_THE REQUEST:_
Write out exactly the lines running from the one that contains "Target: baseboard" through the end of the material.

_MATERIAL SHOWN:_
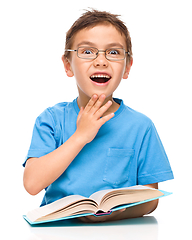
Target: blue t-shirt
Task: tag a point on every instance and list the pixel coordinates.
(127, 151)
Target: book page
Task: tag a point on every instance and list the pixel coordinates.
(98, 196)
(53, 207)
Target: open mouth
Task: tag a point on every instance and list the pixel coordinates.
(100, 78)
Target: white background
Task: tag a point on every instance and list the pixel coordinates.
(32, 78)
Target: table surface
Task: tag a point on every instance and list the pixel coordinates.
(171, 219)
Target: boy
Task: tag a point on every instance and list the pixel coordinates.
(95, 142)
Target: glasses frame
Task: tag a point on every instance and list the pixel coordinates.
(97, 54)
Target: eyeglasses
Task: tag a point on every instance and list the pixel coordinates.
(112, 54)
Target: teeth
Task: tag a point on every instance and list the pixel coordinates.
(100, 76)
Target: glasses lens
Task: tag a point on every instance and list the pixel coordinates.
(115, 54)
(87, 52)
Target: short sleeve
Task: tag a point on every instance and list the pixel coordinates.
(153, 164)
(43, 138)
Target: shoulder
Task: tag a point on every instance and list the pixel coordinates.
(137, 117)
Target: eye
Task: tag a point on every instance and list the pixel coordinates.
(86, 51)
(113, 52)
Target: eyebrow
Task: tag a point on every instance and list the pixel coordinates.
(94, 45)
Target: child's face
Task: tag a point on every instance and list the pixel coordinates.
(101, 37)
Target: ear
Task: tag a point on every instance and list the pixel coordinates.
(67, 66)
(127, 69)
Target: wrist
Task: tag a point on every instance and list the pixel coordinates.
(79, 139)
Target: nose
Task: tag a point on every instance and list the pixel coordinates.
(101, 60)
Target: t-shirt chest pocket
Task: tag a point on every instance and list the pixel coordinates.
(116, 171)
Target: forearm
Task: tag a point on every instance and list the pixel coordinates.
(41, 172)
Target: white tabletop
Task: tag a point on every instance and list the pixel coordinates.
(168, 222)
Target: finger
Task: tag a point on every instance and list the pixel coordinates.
(103, 109)
(98, 104)
(80, 114)
(91, 103)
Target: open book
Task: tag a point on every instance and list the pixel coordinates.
(99, 203)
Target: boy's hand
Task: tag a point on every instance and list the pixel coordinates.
(90, 118)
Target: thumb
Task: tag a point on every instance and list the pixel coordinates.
(80, 114)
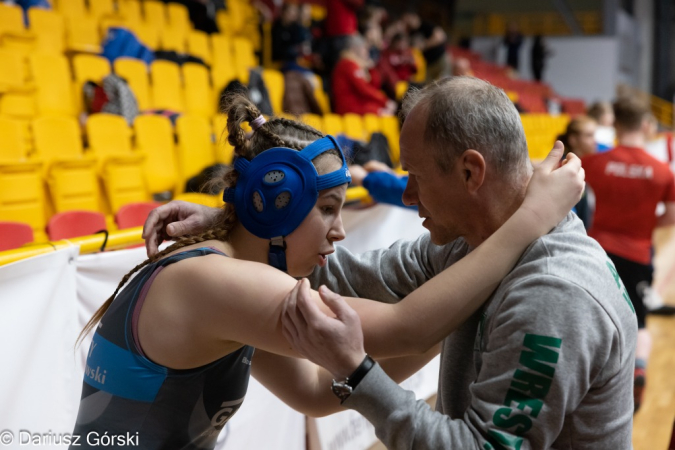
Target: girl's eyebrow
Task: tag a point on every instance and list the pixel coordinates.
(337, 197)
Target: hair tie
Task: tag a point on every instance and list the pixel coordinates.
(257, 122)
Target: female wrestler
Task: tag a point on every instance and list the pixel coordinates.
(171, 355)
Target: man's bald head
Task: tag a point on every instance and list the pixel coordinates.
(467, 113)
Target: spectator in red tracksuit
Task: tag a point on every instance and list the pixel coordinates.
(341, 22)
(353, 88)
(628, 184)
(399, 58)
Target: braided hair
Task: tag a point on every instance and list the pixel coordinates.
(277, 132)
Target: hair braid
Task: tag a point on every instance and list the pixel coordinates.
(218, 233)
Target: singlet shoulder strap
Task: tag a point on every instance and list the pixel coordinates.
(201, 251)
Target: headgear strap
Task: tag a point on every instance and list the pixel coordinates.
(257, 122)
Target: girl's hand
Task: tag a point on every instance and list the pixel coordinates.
(554, 188)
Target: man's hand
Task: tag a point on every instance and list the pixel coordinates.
(176, 218)
(335, 343)
(358, 173)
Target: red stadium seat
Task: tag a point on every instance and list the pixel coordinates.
(134, 214)
(14, 235)
(70, 224)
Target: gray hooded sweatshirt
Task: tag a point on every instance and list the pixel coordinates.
(547, 362)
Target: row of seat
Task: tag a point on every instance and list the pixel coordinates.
(44, 84)
(541, 131)
(62, 176)
(71, 224)
(114, 169)
(79, 27)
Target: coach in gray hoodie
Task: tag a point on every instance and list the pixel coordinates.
(548, 361)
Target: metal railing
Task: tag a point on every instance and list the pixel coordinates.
(544, 23)
(116, 239)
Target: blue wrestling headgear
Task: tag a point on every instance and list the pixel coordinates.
(278, 188)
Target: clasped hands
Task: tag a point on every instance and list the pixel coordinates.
(333, 342)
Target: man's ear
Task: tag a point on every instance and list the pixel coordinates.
(473, 168)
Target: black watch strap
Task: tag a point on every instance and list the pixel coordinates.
(360, 372)
(343, 389)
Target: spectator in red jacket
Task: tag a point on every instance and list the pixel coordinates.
(353, 87)
(399, 57)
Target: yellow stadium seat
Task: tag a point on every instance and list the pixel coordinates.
(421, 74)
(195, 149)
(11, 20)
(17, 105)
(166, 86)
(199, 97)
(401, 88)
(101, 8)
(212, 201)
(22, 196)
(170, 40)
(274, 82)
(12, 32)
(198, 45)
(124, 183)
(109, 135)
(178, 18)
(13, 73)
(244, 57)
(223, 70)
(90, 68)
(121, 169)
(72, 8)
(82, 35)
(57, 137)
(224, 22)
(353, 126)
(332, 124)
(320, 94)
(313, 120)
(50, 30)
(391, 129)
(12, 141)
(154, 13)
(72, 179)
(236, 16)
(223, 150)
(371, 124)
(130, 10)
(135, 72)
(154, 139)
(52, 78)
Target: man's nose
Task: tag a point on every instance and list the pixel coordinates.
(410, 193)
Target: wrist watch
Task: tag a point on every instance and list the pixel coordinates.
(343, 389)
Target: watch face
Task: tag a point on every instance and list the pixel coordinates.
(341, 390)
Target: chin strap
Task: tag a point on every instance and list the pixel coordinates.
(277, 255)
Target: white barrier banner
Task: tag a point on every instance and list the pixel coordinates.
(39, 386)
(349, 430)
(45, 302)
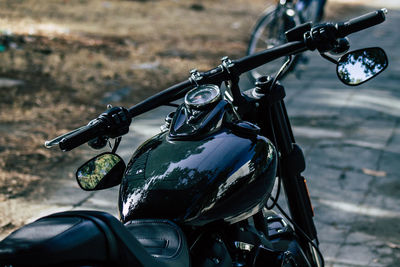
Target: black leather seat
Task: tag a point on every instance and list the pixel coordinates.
(76, 238)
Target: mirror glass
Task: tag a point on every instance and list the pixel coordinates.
(359, 66)
(103, 171)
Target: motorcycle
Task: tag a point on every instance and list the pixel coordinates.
(197, 193)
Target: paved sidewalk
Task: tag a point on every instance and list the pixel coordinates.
(351, 139)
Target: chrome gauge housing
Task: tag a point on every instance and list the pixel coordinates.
(202, 96)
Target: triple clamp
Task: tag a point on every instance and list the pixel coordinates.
(227, 64)
(195, 77)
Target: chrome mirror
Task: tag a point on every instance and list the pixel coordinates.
(101, 172)
(359, 66)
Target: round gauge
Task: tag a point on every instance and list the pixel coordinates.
(202, 95)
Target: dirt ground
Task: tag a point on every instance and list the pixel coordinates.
(74, 57)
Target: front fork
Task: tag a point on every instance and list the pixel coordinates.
(276, 126)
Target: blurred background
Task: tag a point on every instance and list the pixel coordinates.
(62, 62)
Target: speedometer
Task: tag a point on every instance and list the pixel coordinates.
(202, 95)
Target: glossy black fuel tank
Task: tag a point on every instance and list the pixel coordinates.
(221, 177)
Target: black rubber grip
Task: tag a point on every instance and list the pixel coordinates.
(361, 23)
(82, 136)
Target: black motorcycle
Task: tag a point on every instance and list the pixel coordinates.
(197, 193)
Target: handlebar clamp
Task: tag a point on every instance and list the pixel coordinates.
(321, 37)
(117, 120)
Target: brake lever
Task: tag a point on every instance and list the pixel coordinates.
(56, 141)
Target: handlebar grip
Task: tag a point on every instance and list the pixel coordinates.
(362, 22)
(85, 134)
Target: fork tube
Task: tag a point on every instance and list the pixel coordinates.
(292, 162)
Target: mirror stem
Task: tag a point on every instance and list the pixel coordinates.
(331, 59)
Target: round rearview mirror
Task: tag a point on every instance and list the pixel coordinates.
(101, 172)
(357, 67)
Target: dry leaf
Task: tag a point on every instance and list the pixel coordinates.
(393, 245)
(374, 173)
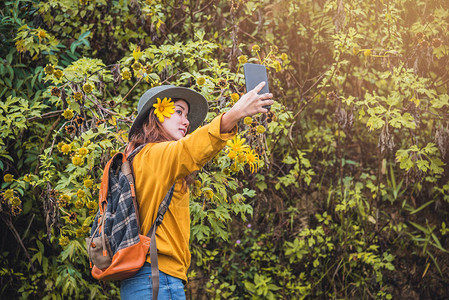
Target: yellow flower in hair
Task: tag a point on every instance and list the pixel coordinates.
(236, 144)
(164, 108)
(8, 178)
(201, 81)
(243, 59)
(252, 158)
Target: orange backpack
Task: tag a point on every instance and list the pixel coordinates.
(116, 247)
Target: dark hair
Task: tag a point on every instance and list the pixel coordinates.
(152, 132)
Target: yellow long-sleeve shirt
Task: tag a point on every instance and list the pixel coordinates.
(156, 167)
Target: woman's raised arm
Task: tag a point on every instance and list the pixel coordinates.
(248, 105)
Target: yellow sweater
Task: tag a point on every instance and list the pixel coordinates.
(156, 167)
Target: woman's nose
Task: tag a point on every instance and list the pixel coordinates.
(186, 121)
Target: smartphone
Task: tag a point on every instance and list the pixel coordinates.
(255, 74)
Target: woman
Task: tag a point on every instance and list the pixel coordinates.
(165, 115)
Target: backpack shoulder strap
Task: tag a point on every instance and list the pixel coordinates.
(163, 207)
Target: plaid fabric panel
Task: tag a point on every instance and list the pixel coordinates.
(121, 224)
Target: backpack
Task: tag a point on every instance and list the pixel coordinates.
(116, 247)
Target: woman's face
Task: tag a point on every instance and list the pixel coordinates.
(177, 125)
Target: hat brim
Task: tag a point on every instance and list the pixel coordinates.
(198, 106)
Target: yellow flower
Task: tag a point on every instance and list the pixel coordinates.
(277, 66)
(58, 74)
(68, 114)
(232, 154)
(83, 151)
(79, 204)
(242, 59)
(222, 83)
(136, 66)
(137, 54)
(41, 33)
(247, 120)
(49, 69)
(164, 108)
(78, 96)
(148, 68)
(126, 74)
(8, 178)
(236, 144)
(91, 205)
(241, 157)
(8, 194)
(80, 193)
(20, 46)
(15, 201)
(260, 129)
(252, 158)
(77, 161)
(88, 183)
(88, 88)
(209, 194)
(201, 81)
(66, 148)
(65, 197)
(235, 97)
(64, 241)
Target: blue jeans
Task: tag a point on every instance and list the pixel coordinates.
(140, 286)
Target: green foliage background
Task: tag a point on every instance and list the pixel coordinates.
(351, 197)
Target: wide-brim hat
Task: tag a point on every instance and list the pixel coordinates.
(198, 106)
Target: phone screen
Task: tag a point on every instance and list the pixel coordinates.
(255, 74)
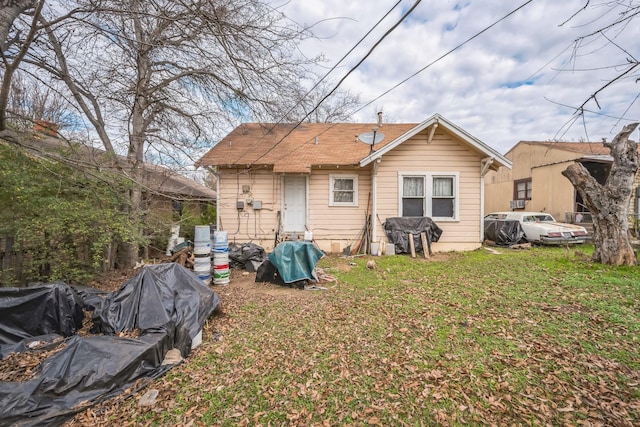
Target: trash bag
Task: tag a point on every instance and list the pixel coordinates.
(167, 303)
(247, 256)
(42, 309)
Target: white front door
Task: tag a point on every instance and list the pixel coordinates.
(294, 203)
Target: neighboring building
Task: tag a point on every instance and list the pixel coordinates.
(282, 180)
(536, 183)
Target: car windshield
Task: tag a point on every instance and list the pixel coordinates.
(538, 218)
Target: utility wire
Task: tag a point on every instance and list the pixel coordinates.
(342, 80)
(336, 65)
(322, 79)
(441, 57)
(405, 80)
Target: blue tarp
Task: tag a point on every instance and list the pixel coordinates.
(296, 260)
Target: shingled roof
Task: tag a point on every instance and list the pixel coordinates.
(296, 149)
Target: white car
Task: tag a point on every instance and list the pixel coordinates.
(542, 228)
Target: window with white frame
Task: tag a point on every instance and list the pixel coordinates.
(428, 194)
(343, 190)
(413, 198)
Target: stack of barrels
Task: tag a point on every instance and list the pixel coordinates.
(220, 258)
(202, 253)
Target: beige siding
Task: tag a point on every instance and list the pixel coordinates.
(249, 224)
(335, 227)
(443, 154)
(551, 192)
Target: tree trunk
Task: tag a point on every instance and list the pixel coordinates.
(9, 11)
(609, 203)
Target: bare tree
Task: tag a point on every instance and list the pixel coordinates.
(609, 203)
(617, 18)
(14, 48)
(9, 12)
(166, 76)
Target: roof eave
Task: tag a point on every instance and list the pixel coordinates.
(499, 159)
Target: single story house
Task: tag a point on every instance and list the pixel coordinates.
(332, 179)
(535, 181)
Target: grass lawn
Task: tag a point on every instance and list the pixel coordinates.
(531, 337)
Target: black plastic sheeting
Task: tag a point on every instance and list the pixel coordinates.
(168, 303)
(43, 309)
(248, 256)
(504, 232)
(397, 230)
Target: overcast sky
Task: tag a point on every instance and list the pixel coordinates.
(507, 84)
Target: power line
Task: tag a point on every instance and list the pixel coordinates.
(344, 77)
(441, 57)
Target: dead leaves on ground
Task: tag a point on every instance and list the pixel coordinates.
(405, 356)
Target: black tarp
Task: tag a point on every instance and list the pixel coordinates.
(398, 229)
(504, 232)
(167, 303)
(52, 308)
(247, 256)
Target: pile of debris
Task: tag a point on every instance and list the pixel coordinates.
(59, 372)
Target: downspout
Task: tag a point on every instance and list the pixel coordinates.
(374, 201)
(485, 164)
(217, 175)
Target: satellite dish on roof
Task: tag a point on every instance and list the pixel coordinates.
(371, 138)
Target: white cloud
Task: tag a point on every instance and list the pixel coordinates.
(501, 87)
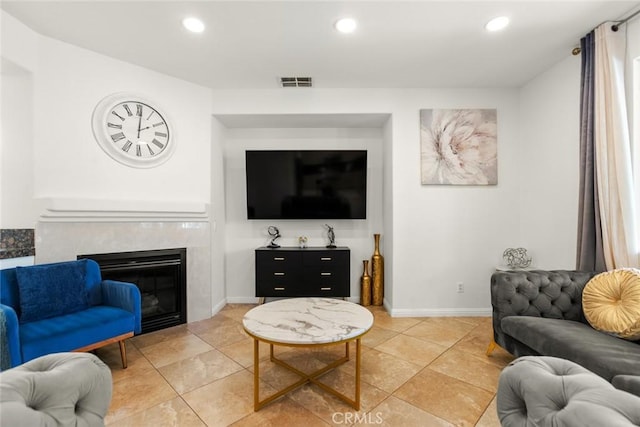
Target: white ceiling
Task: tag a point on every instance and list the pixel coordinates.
(251, 44)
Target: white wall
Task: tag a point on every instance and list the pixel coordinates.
(69, 162)
(17, 206)
(68, 82)
(18, 46)
(439, 235)
(550, 152)
(432, 236)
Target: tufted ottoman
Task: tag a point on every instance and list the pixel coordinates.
(547, 391)
(61, 389)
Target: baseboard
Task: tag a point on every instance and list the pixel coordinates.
(242, 300)
(216, 308)
(439, 312)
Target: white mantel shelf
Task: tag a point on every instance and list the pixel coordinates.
(98, 210)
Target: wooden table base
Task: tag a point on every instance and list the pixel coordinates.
(305, 378)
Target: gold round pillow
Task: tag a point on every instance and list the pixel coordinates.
(611, 303)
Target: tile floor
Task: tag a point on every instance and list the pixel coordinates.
(415, 372)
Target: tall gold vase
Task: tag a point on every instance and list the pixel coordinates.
(365, 284)
(377, 273)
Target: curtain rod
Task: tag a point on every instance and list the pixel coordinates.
(615, 26)
(576, 50)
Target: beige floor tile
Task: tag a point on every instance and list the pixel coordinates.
(138, 393)
(236, 311)
(227, 400)
(206, 325)
(173, 413)
(472, 369)
(331, 409)
(137, 364)
(193, 372)
(227, 331)
(442, 331)
(394, 412)
(383, 370)
(477, 345)
(397, 324)
(377, 336)
(412, 349)
(453, 400)
(141, 341)
(200, 374)
(283, 412)
(490, 416)
(170, 351)
(242, 352)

_EXERCISE OUTPUT:_
Target: baseboard
Task: tag a point on every instance and list the pixel coordinates.
(242, 300)
(216, 308)
(439, 312)
Target: white mantel shelf
Task: tag a point on every instance and list the pixel coordinates.
(98, 210)
Target: wooden table base
Task: tag a point on every instance and list the pixel coordinates.
(305, 378)
Target: gold round pillow
Task: tag a point on every instance and list the pixel coordinates.
(611, 303)
Target: tile floor
Task: tag a point on every instance and list the pixel coordinates.
(415, 372)
Target: tall gold vase
Task: tag a point on every instance and list the pixel coordinates.
(365, 284)
(377, 273)
Target: curtain rod
Task: tag a point on every instance and list the pixel coordinates.
(615, 26)
(576, 50)
Target: beige floor tile
Task: tag a point on every instance and list the pixel coordinates.
(138, 393)
(236, 311)
(227, 400)
(206, 325)
(173, 413)
(472, 369)
(331, 409)
(137, 364)
(193, 372)
(227, 331)
(442, 331)
(394, 412)
(383, 370)
(477, 345)
(397, 324)
(377, 336)
(412, 349)
(453, 400)
(141, 341)
(200, 374)
(283, 412)
(490, 416)
(170, 351)
(242, 352)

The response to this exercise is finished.